* [Task statement] Reprint the full listing exactly.

═══

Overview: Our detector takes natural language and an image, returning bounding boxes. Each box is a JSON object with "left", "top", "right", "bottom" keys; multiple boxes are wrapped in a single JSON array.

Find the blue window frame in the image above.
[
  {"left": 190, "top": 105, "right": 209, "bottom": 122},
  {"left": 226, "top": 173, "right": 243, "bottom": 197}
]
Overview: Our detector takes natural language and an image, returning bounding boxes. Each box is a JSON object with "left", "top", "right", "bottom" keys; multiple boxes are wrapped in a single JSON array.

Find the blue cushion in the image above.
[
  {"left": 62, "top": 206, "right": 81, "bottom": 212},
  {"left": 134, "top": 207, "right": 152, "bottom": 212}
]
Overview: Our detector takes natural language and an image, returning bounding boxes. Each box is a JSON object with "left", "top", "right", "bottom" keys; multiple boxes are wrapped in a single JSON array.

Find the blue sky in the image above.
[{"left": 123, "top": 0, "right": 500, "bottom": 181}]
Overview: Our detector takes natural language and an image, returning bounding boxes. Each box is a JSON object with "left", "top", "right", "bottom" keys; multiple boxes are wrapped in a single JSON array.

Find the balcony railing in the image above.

═══

* [Reply]
Overview: Our detector takes natural language and an image, returning bounding boxes. Each box is a JSON object with "left", "top", "right", "bottom" keys; multiple boxes are wrapped in a single JSON array.

Find the blue window frame in the image above.
[
  {"left": 190, "top": 105, "right": 209, "bottom": 122},
  {"left": 226, "top": 173, "right": 243, "bottom": 197}
]
Overview: Our detector takes natural language and an image, returning bounding boxes. Each box is a JSON object with "left", "top", "right", "bottom" keys; multiple boxes are wrapped in a single JSON array.

Find the blue cushion in the image above.
[
  {"left": 62, "top": 206, "right": 81, "bottom": 212},
  {"left": 134, "top": 207, "right": 152, "bottom": 212}
]
Overview: Our detector takes natural language and an image, returning bounding boxes. Each box is a JSON object with "left", "top", "right", "bottom" keys; multiple boxes are wrapped in a single JSON array.

Find the blue sky in the image above.
[{"left": 123, "top": 0, "right": 500, "bottom": 181}]
Overview: Our detector takes natural language and an image, returning bounding boxes. Each box is a JSON object with "left", "top", "right", "bottom" keys; multiple boxes are wrapped in a single JSON array.

Find the balcony railing in the image above.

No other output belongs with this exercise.